#### [SOURCE DOCUMENT]
* BEGIN *

Baseball is a game of tragedy and absurdity. Friday's one-game wild card round of playoffs showed us both. Absurdly, the Atlanta Braves booted their way out of the postseason and later complained, with justification, that they were robbed. For tragedy, we give you Josh Hamilton and the Texas Rangers.
Josh Hamilton probably played his last game for the Texas Rangers in the American League wild card round (Keith Allison, http://www.flickr.com/photos/keithallison/2752004750. Licensed under the Creative Commons Attribution-Share Alike 2.0 Generic license.).
By BILL PETERSON
Big Leagues in Los Angeles
Baseball is based in failure, which is why it never fails to arouse a sense of the tragic.
Our newest dramatic tragedy in the game is the Texas Rangers, a better than average team -- nay, the best in the American League! -- brought down by its flaws, none more compelling than center fielder Josh Hamilton, a tragedy unto himself.
Baseball also is a theater of the absurd, though a play written not by Beckett or Albee, but by the writers of the infield fly rule, who, in their defense, wished only to quell one of the game's intrinsic absurdities -- the base runner who is at once forced and not forced.
Early logicians, working long before Alexander Cartwright, were certain that the same thing could not both be and not be. But Schrodinger's black cat curled itself around a fall Southern evening Friday and we witnessed, again, that even if the same thing could both be and not be, we can't act on that. We must pick one. And pick it in time. And hope we get it right.
Sometimes, we don't, and so absurdity piles upon absurdity, until the players who have earned nothing through their feeble antics are complaining, legitimately, that they wuz screwed.
But the ludicrous plays favorites, too, so as one side winces, the other smiles, working happily along the lines of absurdity, finessing them for victory. That happens to be the calling card of the St. Louis Cardinals, the last team in last year's playoffs before winning the World Series, and the last team in this year's playoffs before winning their twisted National League wild card game in Atlanta Friday night.
The baseball postseason has begun. The solid, hard-won realities of the long run no longer hold. Tragedy and absurdity live here, in the time line of the short series.
The Cardinals beat Atlanta, 6-3, not necessarily deserving it, but graciously accepting it. The Braves out-hit the Cardinals, 12-6. But the Braves also made three errors. A throwing error by Atlanta third baseman Chipper Jones, the likely Hall of Famer playing for the final time, opened up a three-run fourth for the Cardinals, giving them a 3-2 lead. A throwing error in the seventh by Braves shortstop Andrelton Simmons led to a two-run inning, giving the Cardinals a 6-2 lead.

* END *

#### [RAW DATA]
* BEGIN *

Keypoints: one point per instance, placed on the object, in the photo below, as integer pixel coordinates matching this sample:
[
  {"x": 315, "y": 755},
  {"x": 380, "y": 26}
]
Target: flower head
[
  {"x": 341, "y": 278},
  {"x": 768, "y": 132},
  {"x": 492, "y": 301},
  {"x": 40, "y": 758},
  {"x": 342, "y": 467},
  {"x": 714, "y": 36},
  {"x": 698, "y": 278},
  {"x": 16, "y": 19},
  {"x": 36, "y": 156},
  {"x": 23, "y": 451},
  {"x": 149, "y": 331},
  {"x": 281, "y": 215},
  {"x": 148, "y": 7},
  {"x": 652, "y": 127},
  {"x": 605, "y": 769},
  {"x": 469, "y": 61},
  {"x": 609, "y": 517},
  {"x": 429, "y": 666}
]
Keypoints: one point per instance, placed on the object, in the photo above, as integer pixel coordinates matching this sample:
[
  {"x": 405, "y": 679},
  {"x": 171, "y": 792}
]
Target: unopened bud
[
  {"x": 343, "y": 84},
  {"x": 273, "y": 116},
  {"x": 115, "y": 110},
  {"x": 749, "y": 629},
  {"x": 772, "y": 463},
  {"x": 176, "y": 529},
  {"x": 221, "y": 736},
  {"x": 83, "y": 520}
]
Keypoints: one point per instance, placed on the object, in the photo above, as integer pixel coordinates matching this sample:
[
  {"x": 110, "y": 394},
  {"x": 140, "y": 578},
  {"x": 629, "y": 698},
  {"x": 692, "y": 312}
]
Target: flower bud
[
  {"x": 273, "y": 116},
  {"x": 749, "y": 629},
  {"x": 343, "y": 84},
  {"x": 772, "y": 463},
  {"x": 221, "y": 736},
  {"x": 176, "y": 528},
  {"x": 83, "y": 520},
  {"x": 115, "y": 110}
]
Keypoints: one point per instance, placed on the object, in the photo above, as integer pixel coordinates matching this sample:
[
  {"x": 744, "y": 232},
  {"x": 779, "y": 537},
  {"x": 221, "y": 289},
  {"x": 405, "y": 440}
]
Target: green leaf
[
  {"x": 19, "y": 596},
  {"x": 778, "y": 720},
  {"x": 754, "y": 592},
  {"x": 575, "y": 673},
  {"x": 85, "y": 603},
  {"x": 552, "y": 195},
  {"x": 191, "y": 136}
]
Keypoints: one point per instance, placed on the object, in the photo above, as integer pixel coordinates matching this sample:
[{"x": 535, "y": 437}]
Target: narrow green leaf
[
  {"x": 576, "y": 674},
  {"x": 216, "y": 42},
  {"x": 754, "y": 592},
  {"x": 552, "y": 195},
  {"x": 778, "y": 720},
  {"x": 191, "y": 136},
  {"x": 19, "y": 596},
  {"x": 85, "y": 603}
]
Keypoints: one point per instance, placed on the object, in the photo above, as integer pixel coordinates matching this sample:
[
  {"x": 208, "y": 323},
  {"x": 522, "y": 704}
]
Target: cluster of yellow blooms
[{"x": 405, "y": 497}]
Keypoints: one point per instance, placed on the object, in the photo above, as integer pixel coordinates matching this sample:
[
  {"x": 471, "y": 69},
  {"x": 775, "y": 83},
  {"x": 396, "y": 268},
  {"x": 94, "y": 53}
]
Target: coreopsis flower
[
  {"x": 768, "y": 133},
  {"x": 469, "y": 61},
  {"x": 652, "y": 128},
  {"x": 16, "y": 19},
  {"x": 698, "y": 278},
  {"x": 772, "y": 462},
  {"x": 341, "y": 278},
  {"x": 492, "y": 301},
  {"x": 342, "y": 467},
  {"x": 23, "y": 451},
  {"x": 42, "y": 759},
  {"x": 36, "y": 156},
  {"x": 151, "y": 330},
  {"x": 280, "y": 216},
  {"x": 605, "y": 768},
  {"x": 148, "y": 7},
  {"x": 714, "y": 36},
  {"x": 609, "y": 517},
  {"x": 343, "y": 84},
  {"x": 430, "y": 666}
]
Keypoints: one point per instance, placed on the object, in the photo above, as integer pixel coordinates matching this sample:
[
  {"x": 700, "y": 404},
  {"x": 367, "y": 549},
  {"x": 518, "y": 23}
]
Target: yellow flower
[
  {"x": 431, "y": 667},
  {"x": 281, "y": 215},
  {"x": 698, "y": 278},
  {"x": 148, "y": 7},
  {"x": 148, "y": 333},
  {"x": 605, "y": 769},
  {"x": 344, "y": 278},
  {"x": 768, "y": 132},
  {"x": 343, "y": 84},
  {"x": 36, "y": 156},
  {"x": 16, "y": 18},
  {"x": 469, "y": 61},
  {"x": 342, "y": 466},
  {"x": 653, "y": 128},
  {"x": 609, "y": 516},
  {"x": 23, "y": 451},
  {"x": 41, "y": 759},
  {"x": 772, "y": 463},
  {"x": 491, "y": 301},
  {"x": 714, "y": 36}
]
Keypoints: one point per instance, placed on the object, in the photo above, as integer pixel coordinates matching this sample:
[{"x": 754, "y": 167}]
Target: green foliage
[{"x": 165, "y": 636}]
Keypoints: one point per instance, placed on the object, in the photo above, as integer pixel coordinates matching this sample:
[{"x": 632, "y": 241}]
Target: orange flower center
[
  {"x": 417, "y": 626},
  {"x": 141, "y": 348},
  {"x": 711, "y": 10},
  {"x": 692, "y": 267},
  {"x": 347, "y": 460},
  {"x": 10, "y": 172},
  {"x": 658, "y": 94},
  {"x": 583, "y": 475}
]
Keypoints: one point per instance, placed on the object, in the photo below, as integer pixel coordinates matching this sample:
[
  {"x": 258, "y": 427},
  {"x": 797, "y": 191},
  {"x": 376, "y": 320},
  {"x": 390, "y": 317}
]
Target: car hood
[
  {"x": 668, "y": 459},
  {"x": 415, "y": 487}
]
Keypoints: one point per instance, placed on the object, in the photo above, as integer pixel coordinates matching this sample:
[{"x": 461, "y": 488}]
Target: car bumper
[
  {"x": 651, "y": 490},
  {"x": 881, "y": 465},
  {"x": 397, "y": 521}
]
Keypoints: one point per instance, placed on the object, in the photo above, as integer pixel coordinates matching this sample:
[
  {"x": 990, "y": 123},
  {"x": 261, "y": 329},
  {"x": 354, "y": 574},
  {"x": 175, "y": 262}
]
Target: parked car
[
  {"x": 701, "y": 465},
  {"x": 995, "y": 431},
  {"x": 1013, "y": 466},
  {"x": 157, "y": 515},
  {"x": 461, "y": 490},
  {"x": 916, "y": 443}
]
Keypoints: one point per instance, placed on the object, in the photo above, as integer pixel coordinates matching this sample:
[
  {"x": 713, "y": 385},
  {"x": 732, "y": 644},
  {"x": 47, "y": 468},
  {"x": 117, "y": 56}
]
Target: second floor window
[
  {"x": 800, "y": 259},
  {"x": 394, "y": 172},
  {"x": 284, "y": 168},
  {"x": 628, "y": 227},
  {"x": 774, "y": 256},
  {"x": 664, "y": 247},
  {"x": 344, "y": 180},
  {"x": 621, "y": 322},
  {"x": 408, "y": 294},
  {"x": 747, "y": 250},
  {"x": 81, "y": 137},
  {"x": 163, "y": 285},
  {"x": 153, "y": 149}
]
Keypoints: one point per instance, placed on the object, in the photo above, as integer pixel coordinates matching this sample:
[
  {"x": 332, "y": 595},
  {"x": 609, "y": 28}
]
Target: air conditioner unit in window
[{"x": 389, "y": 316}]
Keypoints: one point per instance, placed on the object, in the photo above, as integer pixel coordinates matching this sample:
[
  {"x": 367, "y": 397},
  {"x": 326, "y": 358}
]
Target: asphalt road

* END *

Resume the article on Friday's wild card games, picking up after its last sentence.

The Braves attempted a comeback in the eighth. With one out and runners at first and second, Simmons hit a drifting pop up into short left field. The Cardinals shortstop, Pete Kozma, followed the ball going back, while left fielder Matt Holliday approached the ball coming in. The ball stayed in the air for a long time. The runners were frozen.
Finally, just as the ball was coming down, left field line umpire Tim Holbrook called the infield fly rule. At that moment, it appeared, Kozma and Holliday both gave up on the ball and it fell between them. The runners both advanced. However, had Holbrook not called for the infield fly rule, Simmons would have been safe at first, assuming the Cardinals fielders wouldn't have played the ball differently. With the call, though, Simmons was automatically out.
Atlanta manager Fredi Gonzalez came out to argue. Outraged fans pelted the field with garbage. The game was delayed for a little more than 20 minutes. The Braves wound up protesting the game.
But the commissioner's office denied the protest. So, the Braves may protest injustice, but their complaints ring hollow because of their own incompetence. The Cardinals advance to play against NL top seed Washington, not necessarily deserving to win. However, the Braves deserved to lose and the Cardinals took advantage, which is good enough to win.
Friday's American League wild card winner, the Baltimore Orioles, really were onlookers with the rest of us as a fine Texas Rangers operation that just never got it done completed its autumn unraveling.
The Rangers won AL pennants in 2010 and 2011 without winning the World Series. They had it won in Game 6 last year, but right fielder Nelson Cruz couldn't make the championship catch on a two-out fly ball in the ninth by the Cardinals' David Freese, who cleared the bases with a triple to tie the game and keep the Cardinals alive.
Being that close and missing, the Rangers came to this season hungry and held first place in the AL West for 178 days. They held a five game lead on the Oakland Athletics with nine games left. But the Rangers lost seven of those games.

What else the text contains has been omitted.